> Activity: All entries should be copied exactly, none left out.
BEGIN Material provided
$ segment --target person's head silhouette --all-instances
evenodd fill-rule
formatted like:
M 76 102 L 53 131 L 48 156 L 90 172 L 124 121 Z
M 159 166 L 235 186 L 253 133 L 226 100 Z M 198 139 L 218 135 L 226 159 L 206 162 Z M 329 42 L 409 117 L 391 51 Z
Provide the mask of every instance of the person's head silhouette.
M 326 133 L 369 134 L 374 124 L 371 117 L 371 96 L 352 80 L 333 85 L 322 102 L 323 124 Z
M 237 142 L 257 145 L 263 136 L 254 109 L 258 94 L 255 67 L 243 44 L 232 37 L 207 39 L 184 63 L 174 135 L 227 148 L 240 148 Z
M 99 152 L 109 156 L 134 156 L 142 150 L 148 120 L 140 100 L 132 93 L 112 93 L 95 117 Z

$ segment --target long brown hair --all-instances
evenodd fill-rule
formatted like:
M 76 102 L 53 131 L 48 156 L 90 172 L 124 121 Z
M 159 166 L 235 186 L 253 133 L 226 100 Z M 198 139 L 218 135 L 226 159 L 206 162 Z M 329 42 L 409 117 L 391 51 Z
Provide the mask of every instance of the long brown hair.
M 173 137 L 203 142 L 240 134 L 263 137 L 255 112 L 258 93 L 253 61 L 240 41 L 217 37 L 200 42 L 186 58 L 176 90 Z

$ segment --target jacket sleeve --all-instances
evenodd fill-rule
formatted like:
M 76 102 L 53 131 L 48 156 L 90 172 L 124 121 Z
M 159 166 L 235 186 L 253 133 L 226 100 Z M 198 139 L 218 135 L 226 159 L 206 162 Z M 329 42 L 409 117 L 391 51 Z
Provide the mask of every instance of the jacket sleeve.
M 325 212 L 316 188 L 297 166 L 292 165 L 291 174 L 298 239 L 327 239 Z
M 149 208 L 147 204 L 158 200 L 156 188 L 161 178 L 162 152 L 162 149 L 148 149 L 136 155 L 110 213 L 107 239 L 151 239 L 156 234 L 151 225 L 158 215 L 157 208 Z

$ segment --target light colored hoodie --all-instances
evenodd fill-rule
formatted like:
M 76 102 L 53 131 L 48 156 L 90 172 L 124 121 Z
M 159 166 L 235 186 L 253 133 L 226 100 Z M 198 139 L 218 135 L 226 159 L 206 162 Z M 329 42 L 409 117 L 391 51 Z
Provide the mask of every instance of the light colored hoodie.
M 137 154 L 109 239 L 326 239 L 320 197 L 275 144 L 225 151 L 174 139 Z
END Material provided
> Exercise output:
$ segment --target person's head silhouette --all-instances
evenodd fill-rule
formatted like:
M 76 102 L 53 131 L 48 156 L 90 172 L 124 121 Z
M 159 166 L 235 186 L 253 133 L 226 100 Z M 198 139 L 218 135 L 226 159 L 206 162 Z M 329 42 L 409 117 L 391 51 Z
Provide the mask of every instance of the person's head silhouette.
M 326 133 L 369 134 L 374 124 L 371 117 L 371 96 L 352 80 L 333 85 L 322 102 L 323 124 Z
M 237 142 L 257 145 L 263 136 L 254 109 L 258 94 L 255 67 L 243 44 L 232 37 L 207 39 L 184 63 L 174 135 L 227 148 L 240 148 Z
M 99 152 L 109 156 L 134 156 L 142 150 L 148 120 L 140 100 L 132 93 L 112 93 L 95 117 Z

$ segment --target long brown hair --all-instances
evenodd fill-rule
formatted like:
M 76 102 L 53 131 L 48 156 L 90 172 L 124 121 Z
M 159 166 L 235 186 L 253 133 L 226 100 Z M 198 139 L 218 135 L 226 159 L 206 162 Z M 329 42 L 409 117 L 391 51 Z
Provide the mask of every instance of the long brown hair.
M 173 137 L 203 142 L 240 134 L 263 137 L 255 112 L 258 93 L 253 61 L 240 41 L 217 37 L 200 42 L 186 58 L 176 90 Z

$ segment --target jacket sleeve --all-instances
evenodd fill-rule
formatted like:
M 76 102 L 53 131 L 48 156 L 90 172 L 124 121 Z
M 159 166 L 235 186 L 253 133 L 226 100 Z M 198 139 L 218 135 L 226 159 L 206 162 Z M 329 42 L 409 117 L 391 51 Z
Provide the mask of every instance of the jacket sleeve.
M 325 212 L 316 188 L 297 166 L 292 165 L 291 174 L 298 239 L 327 239 Z
M 149 208 L 147 204 L 158 200 L 156 188 L 161 178 L 162 152 L 162 149 L 148 149 L 136 155 L 110 213 L 107 239 L 151 239 L 156 234 L 151 225 L 158 215 L 157 208 Z

$ segment --target light colored hoodie --all-instances
evenodd fill-rule
formatted like:
M 76 102 L 53 131 L 48 156 L 90 172 L 124 121 Z
M 159 166 L 235 186 L 253 133 L 226 100 Z M 198 139 L 218 135 L 226 159 L 206 162 Z M 329 42 L 409 117 L 391 51 Z
Provide the mask of every instance of the light colored hoodie.
M 137 154 L 109 239 L 326 239 L 320 197 L 275 144 L 225 151 L 174 139 Z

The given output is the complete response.